>> begin Entries shown

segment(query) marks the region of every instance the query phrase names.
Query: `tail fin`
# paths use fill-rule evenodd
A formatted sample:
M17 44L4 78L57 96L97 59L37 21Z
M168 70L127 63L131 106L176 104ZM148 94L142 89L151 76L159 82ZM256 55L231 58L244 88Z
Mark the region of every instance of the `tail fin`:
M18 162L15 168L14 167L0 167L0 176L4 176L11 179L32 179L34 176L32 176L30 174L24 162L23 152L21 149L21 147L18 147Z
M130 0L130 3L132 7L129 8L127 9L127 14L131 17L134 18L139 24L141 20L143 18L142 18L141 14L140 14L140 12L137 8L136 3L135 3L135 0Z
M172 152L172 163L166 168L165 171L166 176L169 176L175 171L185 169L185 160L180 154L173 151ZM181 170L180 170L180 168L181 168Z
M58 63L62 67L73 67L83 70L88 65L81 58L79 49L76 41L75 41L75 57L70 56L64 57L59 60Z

>> end Entries shown

■ Required task: Reproduce the records above, substituting "dorsal fin" for each occurrence of "tail fin" and leaving every other character as it is.

■ Solution:
segment(query) marks the region of every instance the query phrase names.
Query: `dorsal fin`
# paths use fill-rule evenodd
A formatted sample:
M17 44L4 78L57 96L97 59L37 21Z
M168 70L127 63L131 106L176 104ZM148 94L142 89L151 76L159 82ZM256 55L231 58L244 88Z
Mark the region of every instance of the `dorsal fin`:
M18 162L15 168L14 167L0 167L0 176L4 176L11 179L32 179L34 176L32 176L30 174L24 162L23 152L21 149L21 147L18 147Z
M130 0L130 3L132 7L129 8L127 9L127 14L131 17L134 18L139 24L141 20L143 18L142 18L141 14L140 14L140 12L137 8L136 3L135 3L135 0Z
M172 152L172 163L166 168L165 171L166 176L169 176L175 171L185 169L185 160L180 154L173 151ZM181 170L180 170L180 168L181 168Z
M58 63L62 67L73 67L83 70L88 65L81 58L79 49L76 41L75 41L75 57L70 56L64 57L59 60Z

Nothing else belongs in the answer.